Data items
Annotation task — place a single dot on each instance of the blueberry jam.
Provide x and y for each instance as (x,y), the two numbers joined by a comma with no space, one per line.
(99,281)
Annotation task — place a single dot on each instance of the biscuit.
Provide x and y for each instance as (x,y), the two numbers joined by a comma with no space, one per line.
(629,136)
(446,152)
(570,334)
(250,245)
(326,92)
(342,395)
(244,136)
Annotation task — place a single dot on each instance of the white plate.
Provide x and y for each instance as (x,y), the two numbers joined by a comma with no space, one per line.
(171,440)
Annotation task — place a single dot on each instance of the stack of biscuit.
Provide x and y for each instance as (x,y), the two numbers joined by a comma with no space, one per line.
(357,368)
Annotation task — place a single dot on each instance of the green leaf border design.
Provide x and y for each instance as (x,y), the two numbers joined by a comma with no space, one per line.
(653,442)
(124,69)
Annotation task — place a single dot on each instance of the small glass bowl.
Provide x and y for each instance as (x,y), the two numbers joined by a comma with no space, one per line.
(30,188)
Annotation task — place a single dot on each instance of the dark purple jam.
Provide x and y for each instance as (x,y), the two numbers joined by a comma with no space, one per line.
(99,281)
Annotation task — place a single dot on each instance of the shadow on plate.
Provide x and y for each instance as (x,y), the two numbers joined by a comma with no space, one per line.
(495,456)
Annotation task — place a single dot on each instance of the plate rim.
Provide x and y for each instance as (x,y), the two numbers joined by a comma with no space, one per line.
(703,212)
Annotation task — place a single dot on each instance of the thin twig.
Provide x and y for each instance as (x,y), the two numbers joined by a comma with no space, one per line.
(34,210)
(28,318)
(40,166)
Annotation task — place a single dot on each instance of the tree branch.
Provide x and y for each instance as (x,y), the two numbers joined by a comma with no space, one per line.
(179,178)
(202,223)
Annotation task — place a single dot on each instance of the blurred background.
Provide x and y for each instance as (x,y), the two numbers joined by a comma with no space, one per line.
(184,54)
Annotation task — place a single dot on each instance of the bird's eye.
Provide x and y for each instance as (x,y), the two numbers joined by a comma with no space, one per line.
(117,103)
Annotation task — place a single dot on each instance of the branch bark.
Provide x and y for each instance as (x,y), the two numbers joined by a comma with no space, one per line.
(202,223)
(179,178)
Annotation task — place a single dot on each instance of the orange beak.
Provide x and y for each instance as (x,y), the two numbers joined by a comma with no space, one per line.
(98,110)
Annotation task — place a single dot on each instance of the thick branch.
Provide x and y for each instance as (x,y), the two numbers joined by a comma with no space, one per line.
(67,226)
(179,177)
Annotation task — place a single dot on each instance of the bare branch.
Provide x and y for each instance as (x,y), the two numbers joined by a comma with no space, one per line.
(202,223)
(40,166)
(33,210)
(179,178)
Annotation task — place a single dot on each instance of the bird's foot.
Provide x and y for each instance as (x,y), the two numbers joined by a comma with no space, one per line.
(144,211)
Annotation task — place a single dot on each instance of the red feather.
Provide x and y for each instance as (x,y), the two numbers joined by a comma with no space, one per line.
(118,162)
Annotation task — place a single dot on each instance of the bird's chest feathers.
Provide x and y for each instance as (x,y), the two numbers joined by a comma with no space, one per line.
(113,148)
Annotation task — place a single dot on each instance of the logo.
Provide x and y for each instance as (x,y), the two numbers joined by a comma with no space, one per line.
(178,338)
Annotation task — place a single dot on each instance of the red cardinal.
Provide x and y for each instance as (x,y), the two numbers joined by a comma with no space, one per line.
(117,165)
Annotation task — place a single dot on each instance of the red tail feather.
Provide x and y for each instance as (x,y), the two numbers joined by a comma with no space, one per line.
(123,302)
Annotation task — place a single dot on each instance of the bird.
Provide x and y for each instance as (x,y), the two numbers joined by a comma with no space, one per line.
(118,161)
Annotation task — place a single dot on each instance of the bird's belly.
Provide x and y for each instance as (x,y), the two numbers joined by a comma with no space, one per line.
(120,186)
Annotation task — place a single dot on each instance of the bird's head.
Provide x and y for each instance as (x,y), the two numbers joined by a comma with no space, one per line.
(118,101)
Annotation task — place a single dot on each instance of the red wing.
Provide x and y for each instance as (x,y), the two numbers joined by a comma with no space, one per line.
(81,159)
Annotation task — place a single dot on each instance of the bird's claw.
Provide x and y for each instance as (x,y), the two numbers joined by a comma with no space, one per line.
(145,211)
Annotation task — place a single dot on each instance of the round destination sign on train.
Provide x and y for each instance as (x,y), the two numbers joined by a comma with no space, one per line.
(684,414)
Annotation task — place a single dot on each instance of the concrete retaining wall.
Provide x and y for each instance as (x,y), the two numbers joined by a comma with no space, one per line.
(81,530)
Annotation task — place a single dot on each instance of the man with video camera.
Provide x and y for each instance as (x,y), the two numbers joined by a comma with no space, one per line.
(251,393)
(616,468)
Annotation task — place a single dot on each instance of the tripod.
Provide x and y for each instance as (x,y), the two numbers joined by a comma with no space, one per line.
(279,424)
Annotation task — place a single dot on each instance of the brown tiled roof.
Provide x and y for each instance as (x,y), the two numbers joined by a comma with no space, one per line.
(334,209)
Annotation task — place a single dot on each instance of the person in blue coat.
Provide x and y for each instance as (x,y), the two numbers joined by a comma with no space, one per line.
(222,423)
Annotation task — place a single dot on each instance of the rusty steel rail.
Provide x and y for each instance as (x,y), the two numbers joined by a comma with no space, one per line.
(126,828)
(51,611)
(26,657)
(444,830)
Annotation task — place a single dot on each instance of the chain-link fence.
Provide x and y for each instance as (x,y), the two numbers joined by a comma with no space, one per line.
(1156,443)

## Directions
When a line of the records has the word "plate", pick it out and copy it.

## Reply
Annotation task — place a single dot on each instance of the white plate.
Annotation task — place a single dot on each instance of the shadow on plate.
Annotation task — place a single dot on each instance of the plate rim.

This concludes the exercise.